#### Information provided ####
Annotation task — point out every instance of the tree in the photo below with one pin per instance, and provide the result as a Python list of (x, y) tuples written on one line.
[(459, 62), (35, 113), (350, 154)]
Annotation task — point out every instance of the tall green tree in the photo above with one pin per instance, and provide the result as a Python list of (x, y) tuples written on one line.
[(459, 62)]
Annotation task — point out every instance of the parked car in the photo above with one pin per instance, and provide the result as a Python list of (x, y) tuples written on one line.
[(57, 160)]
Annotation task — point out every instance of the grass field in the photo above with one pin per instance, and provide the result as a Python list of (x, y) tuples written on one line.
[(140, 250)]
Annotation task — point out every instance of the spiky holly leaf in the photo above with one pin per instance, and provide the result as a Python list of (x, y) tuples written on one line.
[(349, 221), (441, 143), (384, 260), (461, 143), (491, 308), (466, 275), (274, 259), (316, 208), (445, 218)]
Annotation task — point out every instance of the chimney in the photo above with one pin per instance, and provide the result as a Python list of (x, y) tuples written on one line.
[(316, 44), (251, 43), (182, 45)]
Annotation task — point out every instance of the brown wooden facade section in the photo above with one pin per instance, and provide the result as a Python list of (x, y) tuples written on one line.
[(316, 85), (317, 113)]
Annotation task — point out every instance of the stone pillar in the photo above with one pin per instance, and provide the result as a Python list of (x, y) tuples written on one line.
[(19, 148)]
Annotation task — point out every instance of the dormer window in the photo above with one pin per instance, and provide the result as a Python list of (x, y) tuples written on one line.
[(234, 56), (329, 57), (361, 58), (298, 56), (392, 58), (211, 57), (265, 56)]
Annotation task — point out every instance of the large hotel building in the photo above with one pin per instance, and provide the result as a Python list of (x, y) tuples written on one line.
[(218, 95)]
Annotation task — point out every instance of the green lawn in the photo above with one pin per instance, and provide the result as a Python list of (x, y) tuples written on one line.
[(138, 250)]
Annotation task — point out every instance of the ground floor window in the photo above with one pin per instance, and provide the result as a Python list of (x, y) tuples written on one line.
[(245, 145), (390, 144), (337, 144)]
####
> _Set task_:
Reproduce verbatim every line from the one containing "Annotation task — point out every instance of the stone" down to the end of the entries, inclusive, and nothing else.

> _Exercise response_:
Annotation task — point out every instance of the stone pillar in the photo above with one pin per instance, and provide the result as a Python list of (x, y) tuples written on one line.
[(19, 148)]
Annotation task — point out every instance of the dormer window in the photo above with one pin per instance, and provide the result as a Python list of (x, y) tuples written on one line.
[(234, 56), (329, 57), (361, 58), (298, 56), (392, 58), (211, 57), (265, 56)]
Annotation task — point out every instance of the large hotel building in the photo above with one pin per instance, and provide the result as a Python list of (x, y) tuples written on one line.
[(218, 95)]
Annotation task — point out every instance of the green lawn in the photo above with one pin per instance, and provide the result as a Python list of (x, y) tuples written on one line.
[(138, 250)]
Annotation task — point out every instance of the ground floor window in the photo above with one pin per instance, and provide the result as a Python list of (x, y) tuples written on one line.
[(245, 145), (390, 144), (337, 144)]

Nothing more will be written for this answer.